* Questions on the material
1. In the vitrectomy introduction below, how far posterior to the limbus was the original single port placed?
2. Rewrite the paragraph of the vitrectomy introduction below that begins "One-port access limited the surgeon" as a short bulleted list that keeps its main facts.
3. Continue the vitrectomy introduction below, picking up after its final sentence.

* Excerpted passage
<<<<

Introduction

Pars plana vitrectomy surgery was introduced in 1968, and initially was performed with one-port intraocular access.1 The port was made in the superotemporal quadrant, 5 mm posterior to the limbus (where the pars plana is the widest). A 3.5 mm incision was made in this region to allow for intraocular access for the Vitrectomy Infusion Suction and Cutting (VISC) instrument, which has a tip diameter of 2.2–2.5 mm. This instrument combined infusion capabilities to maintain intraocular pressure intraoperatively with vitrectomy and suction functions.

One-port access limited the surgeon to unimanual manoeuvres, and there was no possibility for other instrumentation such as scissors, picks, or endolaser. Also, the incision needed to be relatively large, which increased potential for complications. Therefore, divided system access was introduced,2 and is now the standard method. Typically, three 20-gauge pars plana ports are used—one for the infusion cannula (usually placed inferotemporally, sometimes superiorly), and two other ports to allow for intraocular access for a variety of intraocular microinstruments (such as fibre optic endoilluminator, microscissors, endolaser, vitrectomy suction and cutting instrument, active and passive extrusion cannulas, and an assortment of microforceps). A four-port system was recently introduced to allow for bimanual intraocular manipulation—the fourth port in this system is for ‘chandelier’ endoillumination, freeing the surgeon's hand from having to hold an endoilluminator.

Prototypes of 20-gauge combined illumination–irrigation probes were developed in the late 1970s and early 1980s.3, 4 These authors proposed that the utilization of these probes allowed for the possibility of pars plana vitrectomy with two (rather than three or four) pars plana incisions.

A current literature review failed to disclose any series of adult patients that underwent two-port pars plana vitrectomy. A two-port system for pars plicata vitrectomy lens-sparing vitreoretinal surgery in infants has been described.5 This current report describes a series of adult diabetic patients with nonclearing vitreous haemorrhage in which a two-port pars plana vitrectomy was performed using a (Storz DP9602) 20-gauge combined endoillumination–irrigation cannula with other intravitreal microinstruments. This series was undertaken to determine the efficacy of two-port vitrectomy in allowing for clearance and long-term resolution of chronic vitreous haemorrhage.

>>>>

* Stored data
<<<<

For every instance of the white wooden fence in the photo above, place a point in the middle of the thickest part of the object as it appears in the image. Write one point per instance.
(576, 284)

>>>>

* Answers to the exercises
1. 5 mm posterior to the limbus.

2.
- One-port access permitted only unimanual maneuvers and left no way to use other instruments such as scissors, picks, or endolaser.
- Its relatively large incision increased the potential for complications.
- Divided system access was therefore introduced and is now the standard method.
- It typically uses three 20-gauge pars plana ports:
  - one for the infusion cannula, usually inferotemporal and sometimes superior
  - two for intraocular microinstruments
- A recently introduced four-port system allows bimanual manipulation. Its fourth port holds "chandelier" endoillumination, so the surgeon no longer has to hold an endoilluminator.

3.
Materials and methods

A total of 12 consecutive patients were selected to undergo two-port pars plana vitrectomy between March and August 2002 who met the criteria of chronic (greater than 3 months) nonclearing uncomplicated (ie no associated tractional retinal detachment) vitreous haemorrhage.

The surgery was performed as follows: after initiation of general anaesthesia with either endotracheal intubation or laryngeal mask airway, a conjunctival peritomy was performed 1 mm posterior to the limbus superotemporally and superonasally. Horizontal conjunctival relaxing incisions were made, and haemostasis was obtained. Sclerotomy sites of 1.4 mm thickness were made 3.5 mm posterior to the limbus superotemporally and superonasally in pseudophakic eyes (4.0 mm posterior to the limbus in phakic eyes) to accommodate 20-gauge (0.9 mm) diameter instruments. The sclerotomy incisions were then ‘guarded’ with a single 7–0 vicryl suture, which was not secured, but was ‘looped’ three times and was set aside (the portion of the suture spanning the sclerotomy incision was pulled from the incision and also set aside). This is done to allow for quick closure of the sclerotomy sites at the end of the case to prevent hypotony.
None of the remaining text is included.